--- Набор заданий ---
1. Воспроизведите дословно часть отрывка воспоминаний о начале войны: всё от слов "- - Какая война?" и до слов "что ты придумала?".
2. Ответьте по отрывку воспоминаний о начале войны на три вопроса:
(a) В какой день недели происходят описанные события?
(b) Что побросали родители, когда побежали включать радио?
(c) Через какое время отца забрали на фронт?
3. Продолжите отрывок воспоминаний о начале войны, начиная сразу после его последнего предложения.

--- Предоставленный отрывок ---
■ ■ ■ ■

Воскресенье, он с ребенком идет на прогулку. Ну, я, значит, читаю, смотрю, он буквально через 15 минут возвращается взволнованный.
- - А чего вы вернулись?
- - Женечка, война!
- - Какая война?
- - Война, фашисты напали на нашу землю!
- Боже мой, я как вскочила с подоконника, побежала в сад, кричу:
- - Мама, папа, война!
А они:
- - Какая война, что ты придумала?
- - Мама, папа, надо включить радио, репродуктор, дядя Юра сейчас шел, он сказал: "Война!"
Они все побросали, тяпки, лопаты, побежали. И, правда, включили радио, уже передавали, довольно интенсивно. Ну, все, конечно, в ужасе, мы ничего не можем понять с сестрой, что это такое и как это будет все. Ну, папу буквально через неделю уже забрали на фронт"12.

■ ■ ■ ■

(Записи, извлечённые из коллекции)
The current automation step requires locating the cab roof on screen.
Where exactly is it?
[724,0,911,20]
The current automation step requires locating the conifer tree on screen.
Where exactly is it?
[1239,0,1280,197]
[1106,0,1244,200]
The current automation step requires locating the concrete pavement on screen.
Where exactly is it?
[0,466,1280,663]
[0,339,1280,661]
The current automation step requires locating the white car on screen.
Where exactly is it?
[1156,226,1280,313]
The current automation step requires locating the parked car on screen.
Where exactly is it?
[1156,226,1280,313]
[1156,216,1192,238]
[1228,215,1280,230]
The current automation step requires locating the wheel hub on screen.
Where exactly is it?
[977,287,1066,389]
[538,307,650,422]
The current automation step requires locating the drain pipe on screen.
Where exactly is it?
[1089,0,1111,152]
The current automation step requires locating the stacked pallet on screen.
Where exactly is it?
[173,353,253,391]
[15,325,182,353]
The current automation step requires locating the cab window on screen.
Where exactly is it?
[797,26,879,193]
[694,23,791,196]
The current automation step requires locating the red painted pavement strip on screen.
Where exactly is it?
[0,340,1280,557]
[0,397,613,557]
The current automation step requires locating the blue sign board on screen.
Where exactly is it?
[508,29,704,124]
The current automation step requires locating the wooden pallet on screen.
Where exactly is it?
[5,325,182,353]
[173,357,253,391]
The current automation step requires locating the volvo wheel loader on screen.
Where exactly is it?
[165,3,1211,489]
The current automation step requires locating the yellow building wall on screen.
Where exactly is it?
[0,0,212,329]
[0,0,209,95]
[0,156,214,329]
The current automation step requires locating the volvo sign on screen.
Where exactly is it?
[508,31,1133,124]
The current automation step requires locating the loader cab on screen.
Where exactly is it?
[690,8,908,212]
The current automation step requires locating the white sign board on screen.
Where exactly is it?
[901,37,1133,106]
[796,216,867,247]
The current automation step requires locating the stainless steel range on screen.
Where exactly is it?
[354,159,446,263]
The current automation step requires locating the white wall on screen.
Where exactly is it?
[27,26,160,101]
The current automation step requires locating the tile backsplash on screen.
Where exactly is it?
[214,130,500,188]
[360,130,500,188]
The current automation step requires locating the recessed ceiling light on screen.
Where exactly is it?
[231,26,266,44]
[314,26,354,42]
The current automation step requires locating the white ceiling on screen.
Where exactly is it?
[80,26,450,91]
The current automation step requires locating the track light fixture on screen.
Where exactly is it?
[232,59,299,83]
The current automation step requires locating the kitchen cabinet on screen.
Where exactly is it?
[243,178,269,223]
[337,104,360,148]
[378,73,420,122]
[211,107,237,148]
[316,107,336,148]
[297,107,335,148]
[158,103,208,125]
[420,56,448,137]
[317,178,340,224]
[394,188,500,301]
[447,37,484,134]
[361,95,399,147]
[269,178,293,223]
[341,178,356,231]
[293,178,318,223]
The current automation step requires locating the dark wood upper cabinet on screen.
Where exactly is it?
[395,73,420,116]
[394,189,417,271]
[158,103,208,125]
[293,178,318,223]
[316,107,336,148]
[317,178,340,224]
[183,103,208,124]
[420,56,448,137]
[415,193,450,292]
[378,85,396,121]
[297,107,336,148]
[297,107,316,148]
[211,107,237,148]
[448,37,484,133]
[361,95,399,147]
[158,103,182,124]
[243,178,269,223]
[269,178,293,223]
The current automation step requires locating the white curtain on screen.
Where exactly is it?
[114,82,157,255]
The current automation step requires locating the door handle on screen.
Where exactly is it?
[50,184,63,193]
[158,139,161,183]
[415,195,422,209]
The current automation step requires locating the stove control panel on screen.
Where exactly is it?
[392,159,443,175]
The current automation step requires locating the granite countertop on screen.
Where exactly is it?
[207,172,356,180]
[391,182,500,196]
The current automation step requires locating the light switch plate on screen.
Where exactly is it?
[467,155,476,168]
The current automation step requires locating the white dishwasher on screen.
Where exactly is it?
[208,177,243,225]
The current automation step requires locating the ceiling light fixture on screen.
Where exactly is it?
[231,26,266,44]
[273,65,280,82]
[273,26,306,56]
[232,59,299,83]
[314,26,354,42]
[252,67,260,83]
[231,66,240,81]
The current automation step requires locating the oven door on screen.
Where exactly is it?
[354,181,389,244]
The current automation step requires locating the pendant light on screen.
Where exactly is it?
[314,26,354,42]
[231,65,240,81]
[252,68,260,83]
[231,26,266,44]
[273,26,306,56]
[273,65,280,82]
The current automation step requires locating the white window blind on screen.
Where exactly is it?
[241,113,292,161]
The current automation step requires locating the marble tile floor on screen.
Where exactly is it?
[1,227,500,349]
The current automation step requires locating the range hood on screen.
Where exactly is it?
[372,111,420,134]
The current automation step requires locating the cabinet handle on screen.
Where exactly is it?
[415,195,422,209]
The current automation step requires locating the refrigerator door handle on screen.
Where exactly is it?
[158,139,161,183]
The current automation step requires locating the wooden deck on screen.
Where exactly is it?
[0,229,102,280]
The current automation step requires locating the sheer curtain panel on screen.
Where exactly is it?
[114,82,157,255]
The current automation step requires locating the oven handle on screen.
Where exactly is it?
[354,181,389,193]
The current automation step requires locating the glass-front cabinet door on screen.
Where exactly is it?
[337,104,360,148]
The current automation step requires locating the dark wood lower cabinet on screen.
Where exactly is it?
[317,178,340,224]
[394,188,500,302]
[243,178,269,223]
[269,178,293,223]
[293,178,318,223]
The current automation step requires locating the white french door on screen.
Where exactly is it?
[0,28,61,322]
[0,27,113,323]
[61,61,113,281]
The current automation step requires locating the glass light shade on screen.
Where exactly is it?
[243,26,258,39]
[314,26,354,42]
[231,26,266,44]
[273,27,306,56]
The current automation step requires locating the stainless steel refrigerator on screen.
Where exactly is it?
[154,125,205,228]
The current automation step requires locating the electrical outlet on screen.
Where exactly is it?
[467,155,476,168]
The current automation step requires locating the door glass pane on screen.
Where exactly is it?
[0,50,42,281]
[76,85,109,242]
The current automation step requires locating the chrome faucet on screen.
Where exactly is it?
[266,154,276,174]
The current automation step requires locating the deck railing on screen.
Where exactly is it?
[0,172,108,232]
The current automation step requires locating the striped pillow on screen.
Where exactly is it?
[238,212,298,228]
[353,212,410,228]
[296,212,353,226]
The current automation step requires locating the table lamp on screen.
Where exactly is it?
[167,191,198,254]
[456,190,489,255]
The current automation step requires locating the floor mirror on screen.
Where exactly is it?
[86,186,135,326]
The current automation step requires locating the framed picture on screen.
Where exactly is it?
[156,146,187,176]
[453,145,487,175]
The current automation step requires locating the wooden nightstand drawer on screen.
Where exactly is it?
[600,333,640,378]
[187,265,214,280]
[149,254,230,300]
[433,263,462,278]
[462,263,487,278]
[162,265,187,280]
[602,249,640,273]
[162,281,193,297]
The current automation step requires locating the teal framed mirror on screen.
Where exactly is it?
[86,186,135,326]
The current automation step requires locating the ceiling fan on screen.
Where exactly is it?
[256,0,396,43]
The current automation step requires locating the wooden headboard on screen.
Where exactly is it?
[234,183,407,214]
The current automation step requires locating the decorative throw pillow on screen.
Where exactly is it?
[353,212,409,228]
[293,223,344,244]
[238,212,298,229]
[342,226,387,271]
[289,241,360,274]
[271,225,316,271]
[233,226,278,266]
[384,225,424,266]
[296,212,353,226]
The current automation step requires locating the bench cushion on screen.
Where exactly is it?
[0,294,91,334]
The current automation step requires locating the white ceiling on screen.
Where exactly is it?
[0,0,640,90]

■ ■ ■ ■

--- Ожидаемые результаты ---
1.
- - Какая война?
- - Война, фашисты напали на нашу землю!
- Боже мой, я как вскочила с подоконника, побежала в сад, кричу:
- - Мама, папа, война!
А они:
- - Какая война, что ты придумала?

2.
(a) В воскресенье.
(b) Тяпки и лопаты.
(c) Буквально через неделю.

3.
Режиссер В.С. Цейтлин, летом 1941 г. гастролировавший с Белостокским государственным еврейским драмтеатром по Белоруссии, 22 июня оказался в Могилеве - городе, вокруг которого считаные недели спустя развернулись ожесточенные бои с германскими войсками. В дневнике Цейтлин записал: "Свершилось роковое". Согласно его записям, в Могилеве, сравнительно далеком от границы, "эшелоны отходящих войск и мирного населения" появились через два дня от начала войны, а через три - "самолеты противника уже гудели над крышами домов"13.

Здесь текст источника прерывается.